(Problem description): Rewrite the records below, replacing "Point to" with "Locate" wherever it occurs and leaving all other text unchanged. Omit the pictures from your output.

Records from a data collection
--- Begin ---

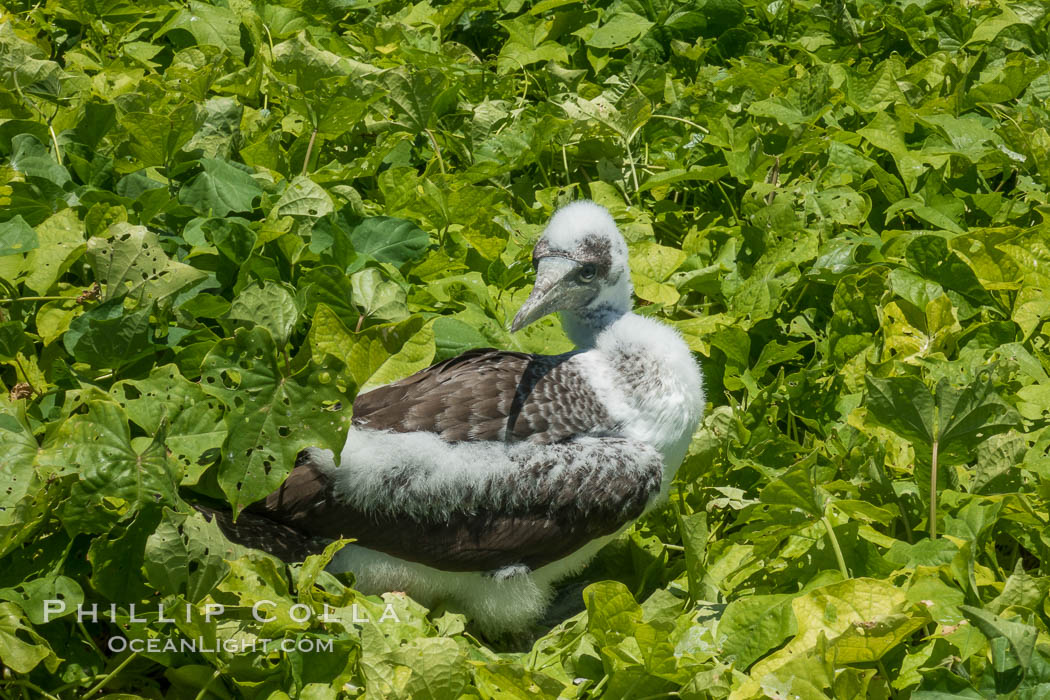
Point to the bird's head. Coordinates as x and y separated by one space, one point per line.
581 270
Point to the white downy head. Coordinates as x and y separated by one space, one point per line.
582 271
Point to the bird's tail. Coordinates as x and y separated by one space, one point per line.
259 532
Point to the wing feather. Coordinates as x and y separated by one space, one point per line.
488 395
579 506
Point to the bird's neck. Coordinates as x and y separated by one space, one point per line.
584 326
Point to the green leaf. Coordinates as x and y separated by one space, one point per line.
377 297
270 305
386 239
16 236
21 648
612 613
421 96
184 556
167 400
303 197
620 29
221 189
904 405
117 479
271 416
107 336
755 624
130 261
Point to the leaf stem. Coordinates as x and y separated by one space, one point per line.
310 150
33 686
835 546
211 680
437 151
56 298
932 492
131 657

--- End ---

(Task solution):
Locate the bird's head. Coordinates as x and y separated by one space, one point per line.
581 270
Locate the white downy head. Coordinates as x and y separated by one space, one point per line.
582 271
Locate the bird's tail. Coordinates as x and y separated by one space, one point per line.
259 532
Locate the wing feather. Coordinates as x and y separated by one space, one point per line.
488 395
579 506
Locate the bird's neck. Coordinates as x and y separated by one space, one point per line.
584 326
Locate the green leaf. Coordinates as x and y separated by one space, one point per line.
377 297
270 305
386 239
16 236
21 648
612 613
421 96
184 556
167 400
303 197
620 29
221 189
904 405
117 479
271 416
107 336
755 624
130 261
Locate the leaf stem. Coordinates as x and y separated by one space, one point per line.
310 150
33 686
835 546
211 680
437 151
56 298
932 492
131 657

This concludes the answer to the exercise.